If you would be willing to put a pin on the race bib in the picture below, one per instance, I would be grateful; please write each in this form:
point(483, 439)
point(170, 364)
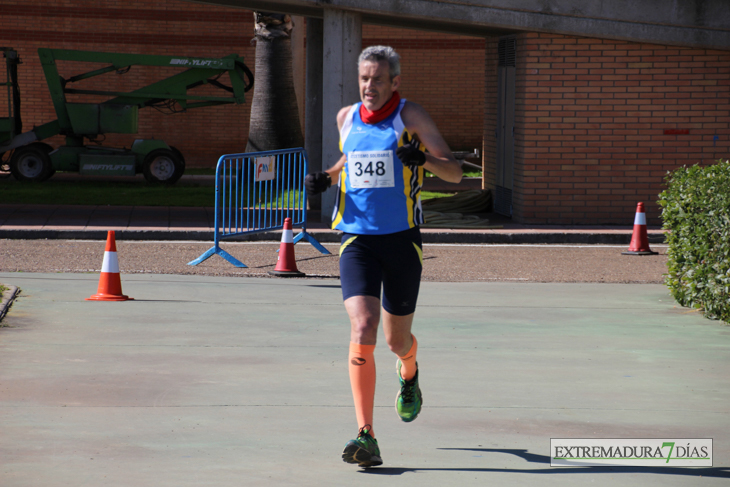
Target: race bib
point(370, 169)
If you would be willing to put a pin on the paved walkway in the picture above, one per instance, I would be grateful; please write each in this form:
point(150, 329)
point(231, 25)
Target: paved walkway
point(236, 381)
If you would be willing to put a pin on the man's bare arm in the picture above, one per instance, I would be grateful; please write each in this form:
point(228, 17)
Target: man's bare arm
point(439, 159)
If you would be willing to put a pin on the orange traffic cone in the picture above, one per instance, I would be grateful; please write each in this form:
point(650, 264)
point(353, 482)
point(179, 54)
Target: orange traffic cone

**REQUEST**
Each line from the one containing "on the man's" through the end of the entries, both included, is to be returned exactly, with no other lines.

**SOLUTION FOR THIS EXERCISE**
If you would be willing to put a pin on the man's bare arm in the picture above, one per instance, I would be grateful; please write each in this form:
point(228, 17)
Target: man's bare arm
point(439, 159)
If you would be willing to put a pin on the orange traffic cone in the picture above, one per instance, I would be grateful; please write each in this form:
point(650, 264)
point(353, 482)
point(179, 54)
Target: orange traffic cone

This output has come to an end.